[Collected data entries]
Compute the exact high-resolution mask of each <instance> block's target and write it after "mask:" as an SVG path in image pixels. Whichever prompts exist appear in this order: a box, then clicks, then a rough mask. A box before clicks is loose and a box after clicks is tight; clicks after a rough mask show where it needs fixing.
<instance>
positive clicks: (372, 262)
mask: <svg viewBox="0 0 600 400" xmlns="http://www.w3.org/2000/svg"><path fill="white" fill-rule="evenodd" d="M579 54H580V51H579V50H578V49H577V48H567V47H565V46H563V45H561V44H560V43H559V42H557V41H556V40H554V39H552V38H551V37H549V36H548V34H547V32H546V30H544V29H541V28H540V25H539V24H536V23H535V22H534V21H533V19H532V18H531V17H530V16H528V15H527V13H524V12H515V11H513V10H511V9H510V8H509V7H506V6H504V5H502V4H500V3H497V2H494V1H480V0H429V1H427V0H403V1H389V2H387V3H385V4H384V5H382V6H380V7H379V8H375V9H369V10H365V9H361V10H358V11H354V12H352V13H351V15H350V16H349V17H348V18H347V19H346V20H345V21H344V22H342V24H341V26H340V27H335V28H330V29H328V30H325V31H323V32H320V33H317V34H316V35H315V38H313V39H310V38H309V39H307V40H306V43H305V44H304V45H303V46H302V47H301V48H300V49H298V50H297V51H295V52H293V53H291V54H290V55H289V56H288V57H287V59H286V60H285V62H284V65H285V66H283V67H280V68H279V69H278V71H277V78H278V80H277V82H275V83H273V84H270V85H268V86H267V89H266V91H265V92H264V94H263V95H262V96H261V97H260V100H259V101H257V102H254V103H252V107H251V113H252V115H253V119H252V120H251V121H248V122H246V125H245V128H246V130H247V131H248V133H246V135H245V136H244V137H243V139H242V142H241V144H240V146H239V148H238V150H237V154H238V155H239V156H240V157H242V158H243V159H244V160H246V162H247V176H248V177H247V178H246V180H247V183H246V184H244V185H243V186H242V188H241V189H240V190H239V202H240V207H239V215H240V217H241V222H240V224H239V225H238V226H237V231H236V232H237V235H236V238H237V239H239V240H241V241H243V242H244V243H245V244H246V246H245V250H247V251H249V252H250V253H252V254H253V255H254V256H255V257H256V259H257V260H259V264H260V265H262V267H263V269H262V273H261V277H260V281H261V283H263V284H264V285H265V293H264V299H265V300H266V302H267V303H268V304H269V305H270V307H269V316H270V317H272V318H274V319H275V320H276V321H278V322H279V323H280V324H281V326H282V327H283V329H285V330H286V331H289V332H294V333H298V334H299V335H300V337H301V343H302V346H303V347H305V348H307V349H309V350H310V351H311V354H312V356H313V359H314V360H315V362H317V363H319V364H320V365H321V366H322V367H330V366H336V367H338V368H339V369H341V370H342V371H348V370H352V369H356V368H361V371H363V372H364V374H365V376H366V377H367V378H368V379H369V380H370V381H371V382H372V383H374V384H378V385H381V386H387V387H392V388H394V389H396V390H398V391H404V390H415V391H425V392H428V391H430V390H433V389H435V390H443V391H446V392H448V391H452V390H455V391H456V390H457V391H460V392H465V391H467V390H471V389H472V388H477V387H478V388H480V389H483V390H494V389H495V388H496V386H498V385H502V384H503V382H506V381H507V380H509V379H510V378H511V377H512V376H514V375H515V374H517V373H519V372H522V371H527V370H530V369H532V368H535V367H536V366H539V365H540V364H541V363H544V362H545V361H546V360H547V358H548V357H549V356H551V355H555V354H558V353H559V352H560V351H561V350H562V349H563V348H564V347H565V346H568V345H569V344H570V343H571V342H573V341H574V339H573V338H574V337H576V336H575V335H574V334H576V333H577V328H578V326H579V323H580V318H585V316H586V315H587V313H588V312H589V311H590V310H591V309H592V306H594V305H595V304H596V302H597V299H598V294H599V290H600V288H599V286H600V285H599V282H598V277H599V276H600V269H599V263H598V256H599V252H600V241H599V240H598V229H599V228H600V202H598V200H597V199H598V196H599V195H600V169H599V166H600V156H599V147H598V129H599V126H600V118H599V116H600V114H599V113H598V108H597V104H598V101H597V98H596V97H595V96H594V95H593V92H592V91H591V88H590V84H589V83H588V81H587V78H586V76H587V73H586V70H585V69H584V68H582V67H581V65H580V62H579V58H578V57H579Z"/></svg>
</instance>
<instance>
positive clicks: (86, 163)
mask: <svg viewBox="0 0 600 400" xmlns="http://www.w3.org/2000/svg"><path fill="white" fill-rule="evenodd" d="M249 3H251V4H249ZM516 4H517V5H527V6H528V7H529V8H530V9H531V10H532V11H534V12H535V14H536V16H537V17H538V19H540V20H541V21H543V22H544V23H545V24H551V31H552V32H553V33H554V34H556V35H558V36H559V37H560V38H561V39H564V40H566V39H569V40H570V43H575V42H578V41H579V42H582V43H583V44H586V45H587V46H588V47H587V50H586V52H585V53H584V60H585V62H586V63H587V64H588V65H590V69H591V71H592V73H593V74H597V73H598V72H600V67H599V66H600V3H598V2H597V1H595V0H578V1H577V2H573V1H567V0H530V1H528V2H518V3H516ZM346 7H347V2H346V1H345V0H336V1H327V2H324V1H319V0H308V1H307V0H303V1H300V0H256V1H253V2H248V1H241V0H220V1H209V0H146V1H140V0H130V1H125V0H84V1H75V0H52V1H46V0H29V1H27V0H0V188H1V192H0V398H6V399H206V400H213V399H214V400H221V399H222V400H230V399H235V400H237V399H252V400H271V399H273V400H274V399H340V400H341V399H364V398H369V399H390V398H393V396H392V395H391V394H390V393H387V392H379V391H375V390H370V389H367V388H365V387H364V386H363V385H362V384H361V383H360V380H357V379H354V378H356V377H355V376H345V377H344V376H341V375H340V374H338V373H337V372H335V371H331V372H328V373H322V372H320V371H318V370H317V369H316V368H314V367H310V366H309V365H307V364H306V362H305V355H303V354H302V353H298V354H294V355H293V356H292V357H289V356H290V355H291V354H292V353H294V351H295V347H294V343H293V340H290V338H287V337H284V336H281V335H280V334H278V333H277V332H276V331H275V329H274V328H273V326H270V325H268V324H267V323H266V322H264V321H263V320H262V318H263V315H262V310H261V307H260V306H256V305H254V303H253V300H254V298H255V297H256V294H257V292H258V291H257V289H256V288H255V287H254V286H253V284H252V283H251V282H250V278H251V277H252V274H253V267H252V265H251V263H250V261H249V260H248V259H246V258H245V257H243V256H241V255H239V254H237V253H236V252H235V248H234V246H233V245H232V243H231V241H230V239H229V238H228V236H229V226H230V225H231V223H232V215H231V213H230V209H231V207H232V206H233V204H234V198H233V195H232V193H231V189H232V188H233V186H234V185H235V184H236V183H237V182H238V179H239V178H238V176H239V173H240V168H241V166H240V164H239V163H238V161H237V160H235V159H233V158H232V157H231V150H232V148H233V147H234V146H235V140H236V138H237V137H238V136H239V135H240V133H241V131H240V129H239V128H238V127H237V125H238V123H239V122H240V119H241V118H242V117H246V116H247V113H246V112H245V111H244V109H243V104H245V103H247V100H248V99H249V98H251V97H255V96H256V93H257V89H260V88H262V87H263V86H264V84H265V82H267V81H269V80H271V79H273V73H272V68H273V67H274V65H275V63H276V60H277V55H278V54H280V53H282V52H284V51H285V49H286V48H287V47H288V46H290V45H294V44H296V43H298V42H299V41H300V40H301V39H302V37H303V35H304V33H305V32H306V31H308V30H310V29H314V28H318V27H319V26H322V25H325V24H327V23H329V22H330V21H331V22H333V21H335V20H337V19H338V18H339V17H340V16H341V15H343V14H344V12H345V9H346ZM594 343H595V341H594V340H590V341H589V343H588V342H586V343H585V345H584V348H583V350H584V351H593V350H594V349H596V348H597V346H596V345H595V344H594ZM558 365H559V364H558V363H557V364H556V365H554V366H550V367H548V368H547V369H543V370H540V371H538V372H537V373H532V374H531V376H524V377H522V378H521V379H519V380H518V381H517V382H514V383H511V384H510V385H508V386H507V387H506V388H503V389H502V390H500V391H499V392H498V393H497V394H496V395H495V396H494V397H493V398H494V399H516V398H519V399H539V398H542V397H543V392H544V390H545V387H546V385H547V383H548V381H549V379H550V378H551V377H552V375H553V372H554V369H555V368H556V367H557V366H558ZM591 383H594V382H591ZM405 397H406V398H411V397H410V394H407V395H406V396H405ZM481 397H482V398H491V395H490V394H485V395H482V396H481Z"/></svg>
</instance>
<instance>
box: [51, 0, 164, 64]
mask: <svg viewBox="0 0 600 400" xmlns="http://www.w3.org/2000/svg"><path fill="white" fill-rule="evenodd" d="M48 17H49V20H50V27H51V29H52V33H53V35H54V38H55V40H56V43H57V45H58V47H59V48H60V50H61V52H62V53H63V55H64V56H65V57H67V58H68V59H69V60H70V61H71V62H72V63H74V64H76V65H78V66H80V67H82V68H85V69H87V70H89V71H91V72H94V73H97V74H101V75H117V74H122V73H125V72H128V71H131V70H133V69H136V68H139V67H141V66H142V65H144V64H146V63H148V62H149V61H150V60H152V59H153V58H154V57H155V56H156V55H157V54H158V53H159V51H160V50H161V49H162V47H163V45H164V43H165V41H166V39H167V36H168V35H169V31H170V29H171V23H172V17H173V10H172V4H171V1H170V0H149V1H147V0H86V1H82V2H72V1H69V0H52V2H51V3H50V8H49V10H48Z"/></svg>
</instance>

**What you are asked to do**.
The answer is each line from the entries above in which the word "positive" occurs.

**Answer to the exercise**.
positive clicks: (372, 262)
positive clicks: (86, 163)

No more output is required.